§ **Directions**:
Give back exactly the lines running from the line with "Pick out the cracked" to the end of the entries, and only those lines.

Collected data entries

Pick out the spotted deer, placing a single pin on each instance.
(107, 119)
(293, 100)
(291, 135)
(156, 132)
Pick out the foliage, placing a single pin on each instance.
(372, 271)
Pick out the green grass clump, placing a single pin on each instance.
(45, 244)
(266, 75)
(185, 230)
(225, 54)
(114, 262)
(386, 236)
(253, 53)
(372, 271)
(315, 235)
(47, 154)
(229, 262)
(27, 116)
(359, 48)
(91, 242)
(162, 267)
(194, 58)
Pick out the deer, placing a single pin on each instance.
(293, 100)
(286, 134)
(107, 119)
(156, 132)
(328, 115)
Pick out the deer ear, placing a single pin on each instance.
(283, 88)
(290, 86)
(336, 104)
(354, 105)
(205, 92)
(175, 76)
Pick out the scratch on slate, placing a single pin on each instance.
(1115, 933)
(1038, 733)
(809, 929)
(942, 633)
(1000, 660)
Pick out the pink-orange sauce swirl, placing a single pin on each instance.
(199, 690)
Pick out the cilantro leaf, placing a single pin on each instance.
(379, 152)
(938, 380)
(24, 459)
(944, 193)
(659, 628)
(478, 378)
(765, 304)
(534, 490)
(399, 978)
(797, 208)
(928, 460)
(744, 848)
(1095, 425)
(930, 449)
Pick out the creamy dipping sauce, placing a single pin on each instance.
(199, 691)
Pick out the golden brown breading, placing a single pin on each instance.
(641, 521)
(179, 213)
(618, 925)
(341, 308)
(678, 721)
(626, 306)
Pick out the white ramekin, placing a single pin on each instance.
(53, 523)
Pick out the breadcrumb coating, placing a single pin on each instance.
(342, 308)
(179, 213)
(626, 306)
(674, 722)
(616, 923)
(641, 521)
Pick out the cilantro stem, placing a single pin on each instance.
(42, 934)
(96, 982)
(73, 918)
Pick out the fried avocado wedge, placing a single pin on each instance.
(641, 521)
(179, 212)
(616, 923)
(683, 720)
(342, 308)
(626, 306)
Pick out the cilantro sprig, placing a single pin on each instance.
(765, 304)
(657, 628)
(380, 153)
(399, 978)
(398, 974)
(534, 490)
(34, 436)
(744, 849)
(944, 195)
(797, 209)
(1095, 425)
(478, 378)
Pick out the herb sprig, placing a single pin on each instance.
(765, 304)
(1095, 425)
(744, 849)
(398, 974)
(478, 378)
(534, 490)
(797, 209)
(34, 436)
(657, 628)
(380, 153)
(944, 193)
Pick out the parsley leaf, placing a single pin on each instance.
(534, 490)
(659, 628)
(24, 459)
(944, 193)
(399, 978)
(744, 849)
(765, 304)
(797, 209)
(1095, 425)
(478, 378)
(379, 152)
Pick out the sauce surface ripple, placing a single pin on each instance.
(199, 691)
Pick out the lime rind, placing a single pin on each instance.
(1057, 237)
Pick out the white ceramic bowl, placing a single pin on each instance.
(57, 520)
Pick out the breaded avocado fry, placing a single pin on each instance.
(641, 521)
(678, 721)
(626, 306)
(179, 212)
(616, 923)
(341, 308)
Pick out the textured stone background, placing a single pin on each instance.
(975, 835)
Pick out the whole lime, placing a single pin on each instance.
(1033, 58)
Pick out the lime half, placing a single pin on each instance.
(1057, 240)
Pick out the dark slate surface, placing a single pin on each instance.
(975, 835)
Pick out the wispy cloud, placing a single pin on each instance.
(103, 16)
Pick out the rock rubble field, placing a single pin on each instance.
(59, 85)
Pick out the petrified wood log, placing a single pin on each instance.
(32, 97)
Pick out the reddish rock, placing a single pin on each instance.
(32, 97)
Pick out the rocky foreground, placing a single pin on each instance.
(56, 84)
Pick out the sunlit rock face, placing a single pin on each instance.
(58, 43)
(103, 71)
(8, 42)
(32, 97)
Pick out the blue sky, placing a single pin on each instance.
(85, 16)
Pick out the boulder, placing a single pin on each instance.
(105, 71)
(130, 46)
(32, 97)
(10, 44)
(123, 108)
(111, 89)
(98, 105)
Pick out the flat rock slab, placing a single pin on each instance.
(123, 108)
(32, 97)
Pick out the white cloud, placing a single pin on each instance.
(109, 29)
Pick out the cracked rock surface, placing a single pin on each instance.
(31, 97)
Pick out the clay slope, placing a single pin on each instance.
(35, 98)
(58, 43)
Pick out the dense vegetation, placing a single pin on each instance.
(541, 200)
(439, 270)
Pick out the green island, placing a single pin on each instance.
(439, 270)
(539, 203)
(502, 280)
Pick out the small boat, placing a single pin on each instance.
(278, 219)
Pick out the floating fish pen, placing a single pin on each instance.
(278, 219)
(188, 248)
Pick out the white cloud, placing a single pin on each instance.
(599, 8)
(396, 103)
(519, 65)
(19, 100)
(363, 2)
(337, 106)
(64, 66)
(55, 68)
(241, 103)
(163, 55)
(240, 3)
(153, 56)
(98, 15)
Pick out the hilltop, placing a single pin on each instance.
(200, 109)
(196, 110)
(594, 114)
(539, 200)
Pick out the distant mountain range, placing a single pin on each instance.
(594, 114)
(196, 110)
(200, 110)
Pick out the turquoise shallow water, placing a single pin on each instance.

§ **Worked solution**:
Pick out the cracked rock surface, placing a single pin on each instance.
(31, 97)
Pick out the clay slope, placing a single pin on each instance.
(35, 98)
(58, 43)
Pick out the dense vegetation, placing a single pin on each instance.
(541, 200)
(439, 270)
Pick out the green island, placing a single pin on each instance.
(439, 270)
(539, 203)
(502, 280)
Pick out the small boat, placing a single pin on each instance.
(278, 219)
Pick out the floating fish pen, placing a single pin on each instance.
(278, 219)
(188, 248)
Pick out the white cloud, placing a single pin on each instance.
(599, 8)
(396, 103)
(519, 65)
(19, 100)
(363, 2)
(337, 106)
(64, 66)
(55, 68)
(241, 103)
(163, 55)
(240, 3)
(153, 56)
(98, 15)
Pick out the hilltop, placing a single pin on each instance.
(200, 109)
(196, 110)
(594, 114)
(539, 200)
Pick out the distant mountain range, placing a single pin on each instance.
(594, 114)
(196, 110)
(200, 110)
Pick out the turquoise shallow water, placing a single pin on each instance.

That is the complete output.